ACTIVITY LIST>
(a) Summarize the passage on long short-term memory in two sentences.
(b) From the passage on long short-term memory, return the portion running from "Long short-term memory" up to and including "and Schmidhuber 1997).", copied without any change.

PASSAGE SHOWN>
• • •
Long short-term memory (LSTM) was proposed by Hochreiter and Schmidhuber (1997). LSTM is a recurrent neural network architecture that was designed to overcome the vanishing gradient problem found in conventional recurrent neural networks (RNNs) (Biehl 2005). Errors between layers tend to vanish or blow up, which causes oscillating weights or unacceptably long convergence times. The initial LSTM structure solves this problem by introducing the constant error carousel (CEC). In this way, the architecture ensures constant error flow between the self-connected units (Hochreiter and Schmidhuber 1997).
• • •
ENTRIES SUPPLIED>
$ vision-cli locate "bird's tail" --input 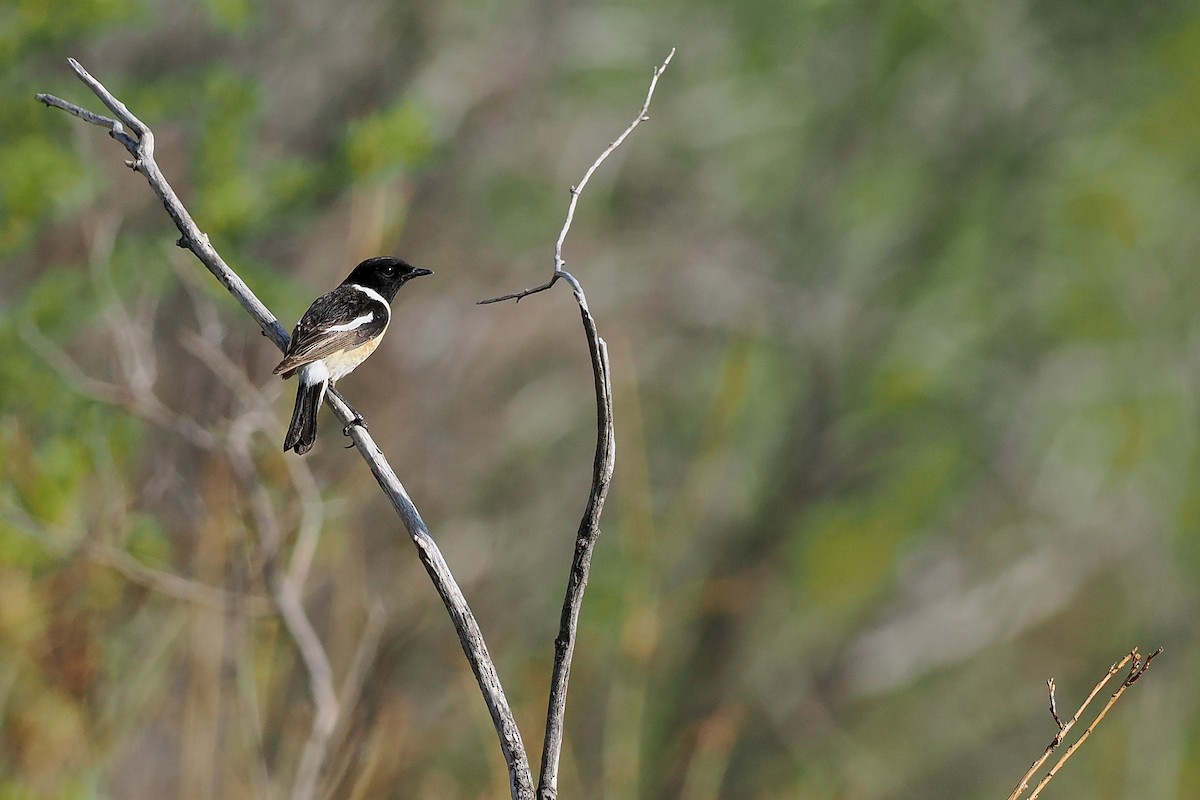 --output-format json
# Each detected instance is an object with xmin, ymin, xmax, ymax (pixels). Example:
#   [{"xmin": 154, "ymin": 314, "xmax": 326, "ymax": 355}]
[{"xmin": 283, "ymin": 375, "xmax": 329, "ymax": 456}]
• • •
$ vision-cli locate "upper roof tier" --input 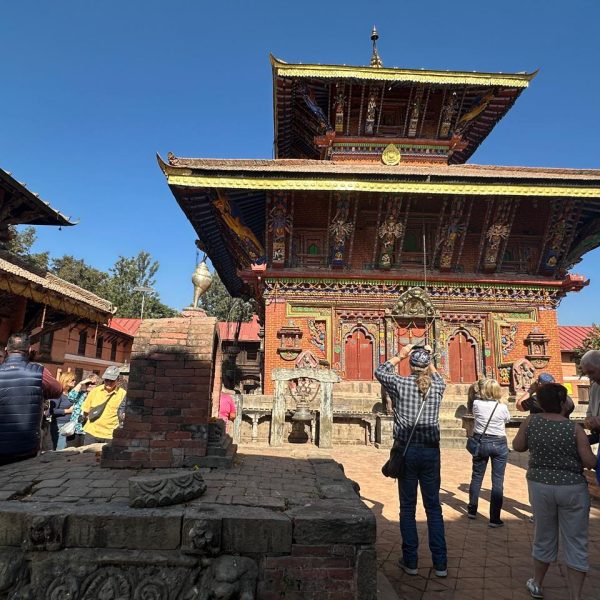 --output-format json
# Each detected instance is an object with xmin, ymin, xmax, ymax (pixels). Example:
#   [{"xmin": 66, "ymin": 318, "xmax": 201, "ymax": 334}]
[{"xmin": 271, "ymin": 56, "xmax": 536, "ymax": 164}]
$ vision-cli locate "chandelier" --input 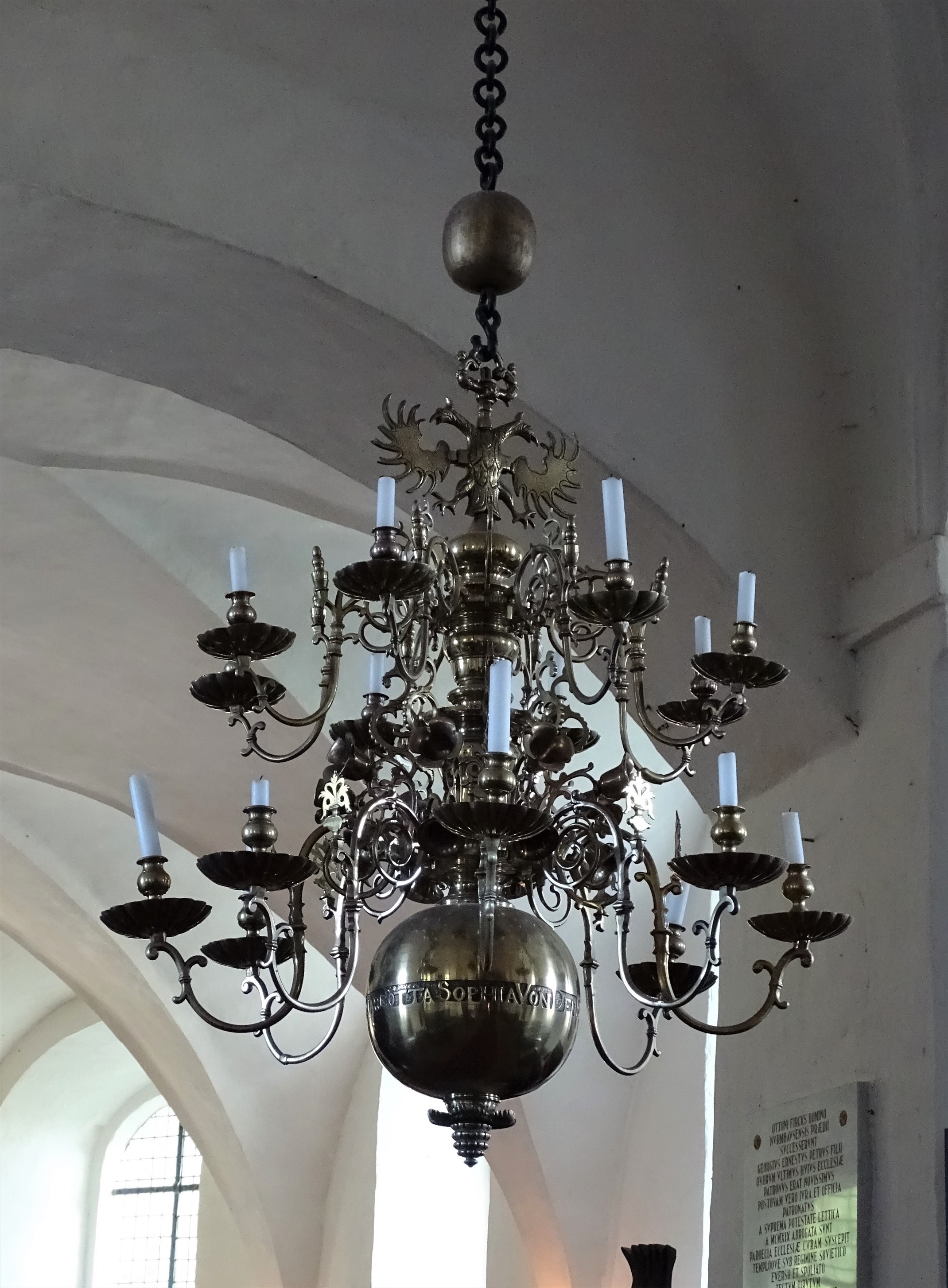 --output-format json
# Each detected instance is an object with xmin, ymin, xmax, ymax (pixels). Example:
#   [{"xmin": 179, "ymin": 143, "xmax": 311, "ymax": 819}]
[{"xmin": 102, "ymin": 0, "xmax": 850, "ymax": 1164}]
• • •
ANSWERS TO EACH TASK>
(a) Long short-term memory (LSTM), proposed by Hochreiter and Schmidhuber in 1997, is a recurrent neural network architecture designed to overcome the vanishing gradient problem of conventional recurrent neural networks, in which errors between layers tend to vanish or blow up. Its initial structure solves this problem by introducing the constant error carousel, which ensures constant error flow between the self-connected units.

(b)
Long short-term memory (LSTM) was proposed by Hochreiter and Schmidhuber (1997). LSTM is a recurrent neural network architecture that was designed to overcome the vanishing gradient problem found in conventional recurrent neural networks (RNNs) (Biehl 2005). Errors between layers tend to vanish or blow up, which causes oscillating weights or unacceptably long convergence times. The initial LSTM structure solves this problem by introducing the constant error carousel (CEC). In this way, the architecture ensures constant error flow between the self-connected units (Hochreiter and Schmidhuber 1997).